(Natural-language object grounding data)

○ ○ ○

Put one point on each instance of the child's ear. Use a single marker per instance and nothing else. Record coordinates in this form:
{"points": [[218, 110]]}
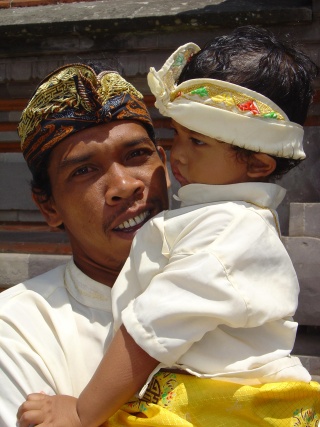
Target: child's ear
{"points": [[48, 210], [260, 165]]}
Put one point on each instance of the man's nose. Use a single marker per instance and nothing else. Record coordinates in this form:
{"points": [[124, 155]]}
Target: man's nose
{"points": [[122, 184]]}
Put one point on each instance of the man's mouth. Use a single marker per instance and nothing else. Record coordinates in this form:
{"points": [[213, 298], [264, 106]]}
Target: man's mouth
{"points": [[133, 222]]}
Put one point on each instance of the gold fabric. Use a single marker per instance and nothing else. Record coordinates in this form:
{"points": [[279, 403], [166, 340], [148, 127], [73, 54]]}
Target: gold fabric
{"points": [[73, 98], [184, 400]]}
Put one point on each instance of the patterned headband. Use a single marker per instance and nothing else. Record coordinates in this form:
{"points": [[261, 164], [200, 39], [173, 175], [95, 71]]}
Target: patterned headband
{"points": [[224, 111], [74, 98]]}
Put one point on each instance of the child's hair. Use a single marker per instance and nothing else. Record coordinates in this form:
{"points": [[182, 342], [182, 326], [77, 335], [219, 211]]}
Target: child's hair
{"points": [[254, 58]]}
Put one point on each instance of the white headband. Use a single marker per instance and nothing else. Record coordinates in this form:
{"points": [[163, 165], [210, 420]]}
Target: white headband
{"points": [[224, 111]]}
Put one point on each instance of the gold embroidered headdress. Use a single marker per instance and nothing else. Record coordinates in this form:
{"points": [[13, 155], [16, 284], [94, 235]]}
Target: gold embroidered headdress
{"points": [[224, 111], [73, 98]]}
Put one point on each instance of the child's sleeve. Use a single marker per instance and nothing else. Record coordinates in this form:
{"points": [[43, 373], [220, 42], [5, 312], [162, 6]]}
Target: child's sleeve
{"points": [[233, 276]]}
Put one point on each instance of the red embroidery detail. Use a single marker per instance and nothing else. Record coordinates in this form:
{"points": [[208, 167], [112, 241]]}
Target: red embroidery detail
{"points": [[249, 106]]}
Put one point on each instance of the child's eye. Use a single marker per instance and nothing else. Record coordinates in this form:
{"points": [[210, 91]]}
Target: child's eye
{"points": [[196, 141]]}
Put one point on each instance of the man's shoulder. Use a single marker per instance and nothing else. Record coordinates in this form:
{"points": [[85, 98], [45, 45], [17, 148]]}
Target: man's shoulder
{"points": [[43, 285]]}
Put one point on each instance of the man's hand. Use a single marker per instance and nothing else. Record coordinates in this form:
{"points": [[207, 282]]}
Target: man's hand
{"points": [[48, 411]]}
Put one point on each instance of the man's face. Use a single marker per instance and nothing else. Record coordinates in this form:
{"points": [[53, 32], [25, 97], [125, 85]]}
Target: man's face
{"points": [[107, 181]]}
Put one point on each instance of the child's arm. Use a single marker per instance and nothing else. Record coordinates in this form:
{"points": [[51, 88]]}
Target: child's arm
{"points": [[121, 373]]}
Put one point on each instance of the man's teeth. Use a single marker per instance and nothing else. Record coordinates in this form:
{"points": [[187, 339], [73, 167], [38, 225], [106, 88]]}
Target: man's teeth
{"points": [[133, 221]]}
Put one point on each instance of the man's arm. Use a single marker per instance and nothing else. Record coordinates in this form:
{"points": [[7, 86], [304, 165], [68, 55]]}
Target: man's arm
{"points": [[122, 372]]}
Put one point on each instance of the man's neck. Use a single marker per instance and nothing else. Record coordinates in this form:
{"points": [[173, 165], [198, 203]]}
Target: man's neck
{"points": [[99, 273]]}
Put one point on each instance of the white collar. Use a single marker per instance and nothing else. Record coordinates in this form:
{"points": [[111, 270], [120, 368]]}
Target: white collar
{"points": [[86, 290]]}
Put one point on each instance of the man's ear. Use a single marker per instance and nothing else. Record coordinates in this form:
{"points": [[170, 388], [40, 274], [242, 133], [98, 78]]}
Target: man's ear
{"points": [[260, 165], [163, 157], [48, 210]]}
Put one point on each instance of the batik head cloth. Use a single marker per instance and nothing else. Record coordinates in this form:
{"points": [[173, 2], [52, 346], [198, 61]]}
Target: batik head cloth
{"points": [[74, 98], [224, 111]]}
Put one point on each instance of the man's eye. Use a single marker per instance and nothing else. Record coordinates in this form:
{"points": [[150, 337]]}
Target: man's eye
{"points": [[140, 153], [82, 171], [196, 141]]}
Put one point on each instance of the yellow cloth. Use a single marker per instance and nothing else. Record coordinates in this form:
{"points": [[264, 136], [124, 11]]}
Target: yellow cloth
{"points": [[184, 400]]}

○ ○ ○

Copy the data character for character, but drop all pictures from the copy.

● ANSWER SECTION
Put one point on each instance of the child's ear. Use a single marker per instance and nothing else. Record coordinates in this form:
{"points": [[218, 110]]}
Target: child's ear
{"points": [[48, 210], [260, 165]]}
Put one point on each instance of the man's nose. Use a single marker per instance and nothing else. Record coordinates in this form:
{"points": [[124, 155]]}
Target: man's nose
{"points": [[122, 184]]}
Put one point on each instance of the man's mouth. Use a single marker per instance and nothing else. Record coordinates in this form:
{"points": [[213, 298], [264, 106]]}
Target: man's mouth
{"points": [[133, 222]]}
Put one point on each instance of the gold fabric. Use a single marker per instance and nothing else. Record coordinates in this form:
{"points": [[279, 403], [166, 340], [148, 127], [73, 54]]}
Target: gold fabric
{"points": [[73, 98], [184, 400]]}
Put one point on each instance of the patterned headband. Use a single marker per instance and nothing else. Record coordinates in this form:
{"points": [[261, 164], [200, 39], [173, 175], [95, 71]]}
Target: patterned headband
{"points": [[224, 111], [74, 98]]}
Put one point on each instance of the child's hair. Use a single marker per instance and nothing else. Record coordinates in this form:
{"points": [[182, 342], [182, 326], [77, 335], [219, 211]]}
Target: child's hair
{"points": [[254, 58]]}
Put one point on each instance of the white headband. Use a single marker per instance and nothing else. Record coordinates in this form:
{"points": [[163, 165], [210, 420]]}
Target: white headband
{"points": [[224, 111]]}
Put one point on each instance of the gold embroidered headdress. Use a single marker per instance and nothing else. Record coordinates in this form:
{"points": [[13, 155], [16, 284], [94, 235]]}
Target: gold embroidered headdress
{"points": [[224, 111], [73, 98]]}
Put one point on each instance of the child's sleeve. Use a single marker per instance and nothing else. Record coordinates in this form:
{"points": [[43, 373], [220, 42], [5, 312], [162, 6]]}
Target: child's sleeve
{"points": [[233, 276]]}
Put one point on each instance of the red embroidery detail. Use a single marker per instance and nothing else. Record coordinates in this form:
{"points": [[208, 167], [112, 241]]}
Target: red embroidery detail
{"points": [[249, 106]]}
Put one point on each instance of the child's eye. Use a single marker per instance and nothing else. Record coordinates in this form:
{"points": [[210, 91]]}
Target: child's eye
{"points": [[196, 141]]}
Put one point on each instance of the man's shoulder. Use a single marker per instance and nothing else. Record coordinates in this form:
{"points": [[85, 98], [45, 45], [17, 148]]}
Target: man's shoulder
{"points": [[43, 285]]}
Put one point on each instance of the man's hand. Use a single marker per instance and nothing else. Record coordinates in this form:
{"points": [[207, 282]]}
Target: man's hand
{"points": [[48, 411]]}
Put one point on each instance of the man's face. Use a single marker per instance and nothing else. Record coordinates in this form:
{"points": [[53, 32], [25, 97], [125, 85]]}
Target: man's face
{"points": [[107, 181]]}
Put one point on each instance of the child's arm. Use a single marker per instance and nothing else. Record coordinates in this form:
{"points": [[51, 88]]}
Target: child's arm
{"points": [[121, 373]]}
Put one point on each instance of the man's teeth. Use a single marker per instance and nothing else. Record coordinates in this form:
{"points": [[187, 339], [73, 167], [38, 225], [106, 88]]}
Target: man's teeth
{"points": [[133, 221]]}
Put one point on each instance of the man's arm. Use a single marker per instance and nothing else. Record coordinates in this form:
{"points": [[7, 86], [304, 165], [68, 55]]}
Target: man's arm
{"points": [[122, 372]]}
Put one point on each instance of the man's neck. Use a single marker per instance and nothing else. Record coordinates in this form:
{"points": [[173, 165], [198, 203]]}
Target: man's neck
{"points": [[99, 273]]}
Put one point on each instance of the white collar. Use a single marker per instance and nothing else. Record coordinates in this form:
{"points": [[111, 270], [120, 368]]}
Target: white collar
{"points": [[86, 290]]}
Put one point on each instance of the man's ear. Use a single marker per instance and nothing else. Record coordinates in this form:
{"points": [[170, 388], [40, 274], [242, 133], [98, 78]]}
Target: man's ear
{"points": [[260, 165], [163, 157], [48, 210]]}
Put one point on each instance of the batik head cloth. Use a single marker per instance and nothing else. Record coordinates in this form:
{"points": [[173, 2], [52, 346], [198, 61]]}
Target: batik head cloth
{"points": [[74, 98], [224, 111]]}
Put one point on each instance of the man's eye. Use a single marker per instance and nothing else. Record coordinates in this form:
{"points": [[150, 337]]}
Target: man's eye
{"points": [[140, 153], [82, 171], [196, 141]]}
Put one point on each instance of the yellow cloth. Use a single marker per instance and nothing else. Record coordinates in this form:
{"points": [[264, 136], [124, 11]]}
Target: yellow cloth
{"points": [[184, 400]]}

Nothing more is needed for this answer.